— Begin —

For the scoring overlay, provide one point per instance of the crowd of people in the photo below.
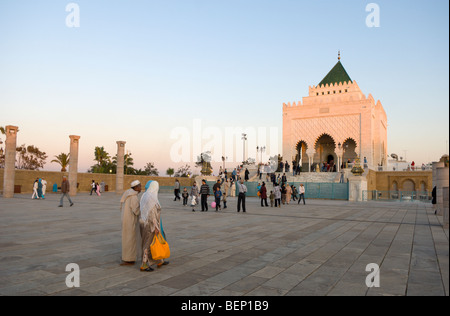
(282, 192)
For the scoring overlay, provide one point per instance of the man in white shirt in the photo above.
(301, 190)
(241, 198)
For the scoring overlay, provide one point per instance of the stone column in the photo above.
(10, 161)
(339, 154)
(310, 153)
(73, 164)
(120, 166)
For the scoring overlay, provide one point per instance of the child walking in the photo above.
(185, 196)
(272, 198)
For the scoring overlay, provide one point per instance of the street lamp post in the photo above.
(223, 161)
(260, 150)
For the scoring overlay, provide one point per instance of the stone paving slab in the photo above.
(321, 248)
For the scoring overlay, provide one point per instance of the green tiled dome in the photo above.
(336, 75)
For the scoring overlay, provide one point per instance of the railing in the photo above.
(401, 196)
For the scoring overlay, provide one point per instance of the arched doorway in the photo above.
(325, 149)
(409, 185)
(349, 148)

— End —

• [Stated task]: Express the listing above as a JSON list of strings, one string per line, with blank lines skipped. Leave the picture out of the list.

• [Exercise answer]:
[
  "For the scoring overlay, provide one point per instance of the crowd of people in the photo below.",
  "(282, 192)",
  "For the scoring overlay, provide one point per instance of the man in white shirt in the photo above.",
  "(301, 190)",
  "(241, 198)",
  "For the scoring overlay, provide one point per instance of the stone column in the photo above.",
  "(10, 161)",
  "(339, 154)",
  "(310, 153)",
  "(73, 164)",
  "(120, 166)",
  "For the scoring overlay, provide one point per instance of the child walking in the photo above.",
  "(185, 196)",
  "(272, 198)",
  "For the scoring overlay, provide one point per instance of the street lamp post in the photo above.",
  "(223, 161)",
  "(260, 150)",
  "For the scoring overlay, provide one point per instance of the stone paving slab in the photo above.",
  "(321, 248)",
  "For the scoring overlay, provide one point per instance of the green tiled dome in the photo above.",
  "(336, 75)",
  "For the scoring overlay, provide one point per instance of the railing in the photo above.",
  "(401, 196)",
  "For the scoring overlay, provide one point per instance of the arched doorway in the photo above.",
  "(325, 149)",
  "(409, 185)",
  "(349, 148)"
]